» **To do**
Apart from the pictures, every record here must be copied word for word.

» **Dataset entries**
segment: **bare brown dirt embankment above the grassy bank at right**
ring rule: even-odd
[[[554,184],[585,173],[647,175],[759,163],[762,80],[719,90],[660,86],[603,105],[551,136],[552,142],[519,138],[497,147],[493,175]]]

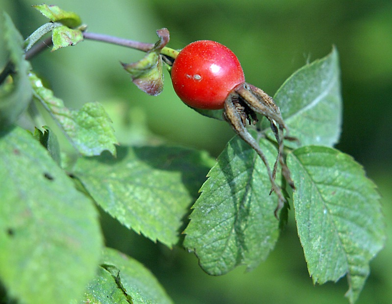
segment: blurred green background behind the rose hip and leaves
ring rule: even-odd
[[[30,7],[41,4],[37,0],[0,0],[0,4],[24,37],[47,22]],[[247,82],[270,95],[296,69],[325,56],[335,45],[344,103],[337,148],[363,164],[377,184],[391,235],[391,0],[55,0],[48,4],[78,13],[91,32],[154,43],[156,29],[167,27],[172,48],[200,39],[221,42],[240,59]],[[233,136],[230,127],[201,117],[180,102],[167,73],[163,94],[151,97],[140,92],[119,61],[133,62],[142,56],[136,50],[86,41],[41,53],[32,65],[67,106],[101,102],[123,144],[143,143],[154,134],[218,156]],[[313,286],[292,212],[266,262],[253,272],[240,267],[222,277],[203,273],[196,257],[182,249],[154,244],[104,214],[102,222],[108,246],[142,261],[177,304],[347,303],[345,278]],[[357,303],[392,303],[390,239],[371,262],[370,277]]]

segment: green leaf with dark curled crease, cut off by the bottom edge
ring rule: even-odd
[[[88,285],[84,302],[171,304],[165,290],[141,263],[110,248],[103,251],[97,278]]]

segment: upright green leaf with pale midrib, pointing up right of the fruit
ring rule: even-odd
[[[294,72],[273,97],[287,123],[290,136],[301,146],[333,146],[338,142],[342,124],[339,56],[332,52]],[[274,140],[270,123],[263,119],[263,129]],[[295,147],[296,142],[286,141]]]

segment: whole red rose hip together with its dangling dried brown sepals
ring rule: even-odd
[[[278,196],[276,215],[285,201],[275,183],[278,162],[282,166],[283,177],[295,188],[282,155],[283,139],[293,139],[283,135],[288,128],[278,106],[263,90],[245,82],[244,71],[236,55],[214,41],[201,40],[184,47],[174,59],[171,72],[174,91],[184,103],[197,109],[224,109],[223,118],[260,156],[267,167],[271,192]],[[272,170],[259,144],[246,129],[247,123],[257,122],[256,113],[270,121],[278,143],[278,155]]]

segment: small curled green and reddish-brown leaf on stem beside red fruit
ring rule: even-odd
[[[146,56],[135,63],[122,63],[132,77],[132,82],[143,92],[156,96],[163,90],[163,71],[161,50],[169,42],[169,31],[166,28],[157,30],[160,40],[149,50]]]

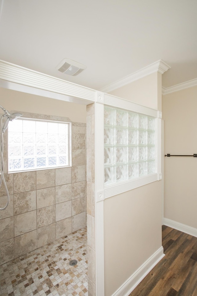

» **Result of the task**
segment: **bare brown dirt embankment above the grassy bank at right**
ring rule: even-odd
[[[554,184],[585,173],[647,175],[759,163],[762,80],[719,90],[660,86],[603,105],[551,136],[552,142],[519,138],[497,147],[493,175]]]

segment: blurred green background behind the rose hip and leaves
ring rule: even-odd
[[[30,7],[41,4],[37,0],[0,0],[0,4],[24,37],[47,22]],[[247,82],[270,95],[296,69],[325,56],[335,45],[344,103],[337,148],[363,164],[377,184],[391,235],[391,0],[55,0],[48,4],[78,13],[91,32],[154,43],[156,29],[167,27],[172,48],[200,39],[221,42],[240,59]],[[233,136],[230,127],[201,117],[180,102],[167,73],[163,94],[151,97],[140,92],[119,61],[133,62],[142,56],[136,50],[86,41],[41,53],[32,65],[67,106],[101,102],[123,144],[143,143],[154,134],[218,156]],[[313,286],[292,212],[266,262],[253,272],[240,267],[222,277],[203,273],[196,257],[182,249],[154,244],[104,214],[102,222],[108,246],[142,261],[177,304],[347,303],[345,278]],[[357,303],[392,303],[390,239],[371,262],[370,277]]]

segment: green leaf with dark curled crease, cut off by the bottom edge
ring rule: even-odd
[[[88,285],[84,302],[171,304],[165,290],[141,263],[110,248],[103,251],[97,278]]]

segment: upright green leaf with pale midrib, pointing up right of the fruit
ring rule: even-odd
[[[294,72],[273,97],[287,123],[290,136],[301,146],[333,146],[338,142],[342,124],[339,56],[332,52]],[[274,140],[270,123],[263,119],[263,129]],[[295,147],[296,142],[286,141]]]

segment: whole red rose hip together with its dangling dried brown sepals
ring rule: even-odd
[[[278,196],[276,215],[285,201],[275,183],[278,162],[282,166],[283,177],[295,188],[282,155],[283,139],[293,139],[283,135],[288,128],[278,106],[263,90],[245,82],[244,71],[236,55],[214,41],[201,40],[184,47],[174,59],[171,72],[174,91],[184,103],[197,109],[224,109],[223,118],[260,156],[267,167],[271,192]],[[272,170],[259,144],[246,129],[247,123],[257,122],[256,113],[270,121],[278,143],[278,155]]]

segment: small curled green and reddish-brown leaf on stem beside red fruit
ring rule: even-odd
[[[146,56],[135,63],[122,63],[132,77],[132,82],[143,92],[156,96],[163,90],[163,71],[161,50],[169,42],[169,31],[166,28],[157,30],[160,40],[149,50]]]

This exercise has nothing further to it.